TASK INPUT:
________________________

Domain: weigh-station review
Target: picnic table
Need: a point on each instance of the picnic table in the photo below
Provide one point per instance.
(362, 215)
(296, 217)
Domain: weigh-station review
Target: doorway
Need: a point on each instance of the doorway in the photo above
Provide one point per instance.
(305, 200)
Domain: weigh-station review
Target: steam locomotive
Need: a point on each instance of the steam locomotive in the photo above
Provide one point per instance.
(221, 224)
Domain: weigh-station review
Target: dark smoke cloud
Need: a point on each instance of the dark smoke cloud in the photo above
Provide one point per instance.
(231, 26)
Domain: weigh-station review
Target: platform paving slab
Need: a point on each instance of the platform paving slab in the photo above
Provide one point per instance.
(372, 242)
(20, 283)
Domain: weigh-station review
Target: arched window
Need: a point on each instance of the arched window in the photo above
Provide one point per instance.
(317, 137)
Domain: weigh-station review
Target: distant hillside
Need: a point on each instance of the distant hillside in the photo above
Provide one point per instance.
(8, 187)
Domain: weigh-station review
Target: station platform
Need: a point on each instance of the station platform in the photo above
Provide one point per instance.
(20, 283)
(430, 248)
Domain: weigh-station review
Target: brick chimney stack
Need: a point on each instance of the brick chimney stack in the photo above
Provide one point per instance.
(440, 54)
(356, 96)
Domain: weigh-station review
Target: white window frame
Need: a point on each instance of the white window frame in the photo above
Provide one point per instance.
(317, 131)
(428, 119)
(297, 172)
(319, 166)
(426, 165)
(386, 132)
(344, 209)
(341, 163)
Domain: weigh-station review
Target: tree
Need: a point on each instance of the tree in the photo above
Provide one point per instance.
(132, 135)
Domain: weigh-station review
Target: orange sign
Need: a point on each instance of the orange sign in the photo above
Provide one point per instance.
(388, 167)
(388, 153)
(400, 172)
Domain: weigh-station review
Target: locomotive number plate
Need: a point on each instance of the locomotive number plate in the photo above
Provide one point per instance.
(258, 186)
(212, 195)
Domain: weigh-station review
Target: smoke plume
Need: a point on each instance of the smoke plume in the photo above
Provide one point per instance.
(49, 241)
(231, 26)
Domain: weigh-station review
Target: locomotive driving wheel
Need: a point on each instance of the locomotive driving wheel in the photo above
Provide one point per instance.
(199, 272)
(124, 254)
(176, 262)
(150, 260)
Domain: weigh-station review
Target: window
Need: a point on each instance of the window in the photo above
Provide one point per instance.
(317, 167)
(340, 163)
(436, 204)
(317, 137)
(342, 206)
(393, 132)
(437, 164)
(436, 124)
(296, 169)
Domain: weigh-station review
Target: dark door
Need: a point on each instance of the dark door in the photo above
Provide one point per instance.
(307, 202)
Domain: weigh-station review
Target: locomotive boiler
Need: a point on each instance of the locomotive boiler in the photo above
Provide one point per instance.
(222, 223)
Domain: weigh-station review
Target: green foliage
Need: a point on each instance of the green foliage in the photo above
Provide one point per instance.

________________________

GOAL OF THE EXERCISE: Every entry above should be duplicated exactly.

SOLUTION TO THE EXERCISE:
Domain: weigh-station review
Target: picnic table
Need: a point on each instance of the picnic table in the photo below
Provide one point per instance.
(362, 215)
(296, 217)
Domain: weigh-station review
Target: doorway
Need: a point on each instance of the doorway in the photo above
Provide one point per instance.
(305, 200)
Domain: weigh-station review
Target: steam locomotive
Need: a point on each instance of the steam locomotive in the photo above
Provide one point per instance.
(221, 224)
Domain: weigh-station review
Target: dark smoke cloud
Need: a point on each instance of the dark smoke cloud in the photo above
Provide one point per instance.
(231, 26)
Domain: weigh-station review
Target: platform paving slab
Need: a point on each instance of the platform paving slab in the photo above
Provide one point per instance.
(372, 242)
(20, 283)
Domain: weigh-station review
Target: arched window
Need: a point on each instance of the arched window in the photo above
Provide one point per instance.
(317, 137)
Domain: weigh-station review
Target: distant hillside
Need: a point on each instance of the distant hillside in the photo above
Provide one point per instance.
(8, 187)
Domain: weigh-station review
Target: station platform
Need: a point on each instance of the station platform in the photo above
Provide one point per instance.
(20, 283)
(430, 248)
Domain: weigh-station review
Target: brick chimney stack
Need: a point on each instance of the brick chimney stack in the photo above
Provide one point per instance.
(440, 54)
(356, 96)
Domain: weigh-station review
Target: white window frame
Need: a point on each instance of the white window frame in the photo above
Provide one point per instance.
(317, 131)
(428, 119)
(297, 172)
(319, 166)
(426, 165)
(386, 132)
(344, 209)
(341, 163)
Domain: weigh-station review
Target: tree
Need: a point on each instance of the tree in the photo above
Provide one point per instance.
(132, 135)
Domain: weigh-station review
Target: orange sign
Need: a point on each instance of the orange sign in the photo above
Provide one point per instance.
(388, 167)
(388, 153)
(400, 172)
Domain: weigh-station review
Target: locomotive number plate
Need: a point on each instance of the locomotive number plate in the photo above
Provide one point per instance.
(258, 186)
(212, 195)
Domain: weigh-station review
Target: smoke plume
Need: a point on each instance of the smoke plume in the photo above
Provide one point per instance.
(49, 241)
(231, 26)
Domain: weigh-station review
Target: locomotive driving wheel
Need: a point on each instance of the locomotive driving wheel in the photo above
Provide one point per instance.
(199, 272)
(124, 254)
(176, 262)
(150, 260)
Domain: weigh-station review
Target: window
Need: a point on each instance of the window in the photo above
Provide one point per instance.
(317, 167)
(340, 163)
(436, 204)
(317, 137)
(342, 206)
(393, 132)
(437, 164)
(436, 124)
(296, 169)
Domain: weigh-station review
Target: dark door
Need: a point on each instance of the dark door in the photo above
Provide one point per instance.
(307, 202)
Domain: weigh-station review
Target: locomotive boiler
Need: a point on each instance of the locomotive boiler in the photo above
Provide one point per instance.
(222, 223)
Domain: weigh-station review
Target: green foliage
Need: a point on each instance of the green foliage in the photo above
Provide one point per instance.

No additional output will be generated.